Pride flag with a black "mourning ribbon". This flag was common after the shooting as a mark of mourning and identification with the victims.

===Political reaction===

The murderous event was broadly covered by the Israeli media, and was widely condemned by many public figures. President Shimon Peres reacted to the murder, stating that "[t]he horrifying murder that was carried out yesterday in Tel Aviv, against teenagers and young people, is a murder that civilized and enlightened people cannot accept. Murder and hatred are the two most serious crimes in society. The police must exert great efforts in order to catch the despicable murderer, and the entire nation must unite in condemning this abominable act." Peres called the culprit a "lowly criminal" and urged the police to apprehend him quickly.

On August 8, a week after the shooting, Prime Minister Benjamin Netanyahu came to the crime scene at Bar-Noar to show support for the community and the deadly attack on it.

#### About this exercise:
Translate into French this sentence from the passage about the reaction to the Tel Aviv shooting: "This flag was common after the shooting as a mark of mourning and identification with the victims."

#### Record extracts:
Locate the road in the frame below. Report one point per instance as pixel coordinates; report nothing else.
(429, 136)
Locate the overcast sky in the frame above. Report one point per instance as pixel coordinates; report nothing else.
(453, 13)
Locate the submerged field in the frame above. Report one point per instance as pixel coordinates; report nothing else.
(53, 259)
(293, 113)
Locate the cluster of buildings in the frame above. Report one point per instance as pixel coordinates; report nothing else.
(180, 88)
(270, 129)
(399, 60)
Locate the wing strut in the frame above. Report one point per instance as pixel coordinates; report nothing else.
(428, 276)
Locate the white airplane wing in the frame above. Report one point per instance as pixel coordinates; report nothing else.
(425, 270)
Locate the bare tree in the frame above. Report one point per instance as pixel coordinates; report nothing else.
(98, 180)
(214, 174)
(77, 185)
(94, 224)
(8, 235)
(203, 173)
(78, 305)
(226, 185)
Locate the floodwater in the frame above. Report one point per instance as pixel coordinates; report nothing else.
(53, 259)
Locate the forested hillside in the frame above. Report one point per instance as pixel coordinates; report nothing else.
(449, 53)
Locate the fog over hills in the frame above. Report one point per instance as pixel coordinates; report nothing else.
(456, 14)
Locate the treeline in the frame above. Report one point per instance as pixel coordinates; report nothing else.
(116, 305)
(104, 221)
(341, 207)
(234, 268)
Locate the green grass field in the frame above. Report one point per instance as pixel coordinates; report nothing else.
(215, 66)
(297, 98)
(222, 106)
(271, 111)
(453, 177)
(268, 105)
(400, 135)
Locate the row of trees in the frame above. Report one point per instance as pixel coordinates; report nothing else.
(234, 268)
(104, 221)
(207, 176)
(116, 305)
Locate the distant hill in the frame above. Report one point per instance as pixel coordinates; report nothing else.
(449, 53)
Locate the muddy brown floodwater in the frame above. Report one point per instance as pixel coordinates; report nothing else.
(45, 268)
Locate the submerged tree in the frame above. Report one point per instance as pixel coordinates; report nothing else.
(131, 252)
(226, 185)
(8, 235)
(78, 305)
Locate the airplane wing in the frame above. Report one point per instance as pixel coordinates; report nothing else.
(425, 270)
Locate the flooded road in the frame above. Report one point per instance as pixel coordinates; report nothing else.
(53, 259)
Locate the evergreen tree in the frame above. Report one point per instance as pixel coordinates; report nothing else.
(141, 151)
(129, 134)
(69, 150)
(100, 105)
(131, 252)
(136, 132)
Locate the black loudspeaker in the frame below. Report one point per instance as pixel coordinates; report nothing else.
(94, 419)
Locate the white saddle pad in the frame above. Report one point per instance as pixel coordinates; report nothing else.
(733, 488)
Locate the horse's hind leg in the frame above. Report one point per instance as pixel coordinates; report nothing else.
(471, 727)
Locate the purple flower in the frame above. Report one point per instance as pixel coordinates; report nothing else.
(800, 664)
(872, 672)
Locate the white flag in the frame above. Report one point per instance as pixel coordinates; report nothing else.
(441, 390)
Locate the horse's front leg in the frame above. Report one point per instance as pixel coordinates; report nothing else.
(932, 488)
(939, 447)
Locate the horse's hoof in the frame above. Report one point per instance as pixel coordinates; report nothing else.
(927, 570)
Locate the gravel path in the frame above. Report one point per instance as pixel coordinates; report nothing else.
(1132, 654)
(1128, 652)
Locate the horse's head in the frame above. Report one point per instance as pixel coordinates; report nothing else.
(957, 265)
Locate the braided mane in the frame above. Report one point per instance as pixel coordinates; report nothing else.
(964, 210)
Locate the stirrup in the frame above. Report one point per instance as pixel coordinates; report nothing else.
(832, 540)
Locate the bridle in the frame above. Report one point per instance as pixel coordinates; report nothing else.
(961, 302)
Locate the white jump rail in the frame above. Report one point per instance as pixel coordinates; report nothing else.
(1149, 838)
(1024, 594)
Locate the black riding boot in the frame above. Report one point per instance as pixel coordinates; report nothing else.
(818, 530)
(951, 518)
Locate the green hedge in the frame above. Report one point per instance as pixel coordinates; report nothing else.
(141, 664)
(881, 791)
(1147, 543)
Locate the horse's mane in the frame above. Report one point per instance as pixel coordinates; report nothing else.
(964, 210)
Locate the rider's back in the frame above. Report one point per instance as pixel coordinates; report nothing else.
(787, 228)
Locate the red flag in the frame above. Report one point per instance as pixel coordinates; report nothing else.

#### Result of the task:
Ce drapeau était courant après la fusillade, en signe de deuil et d'identification avec les victimes.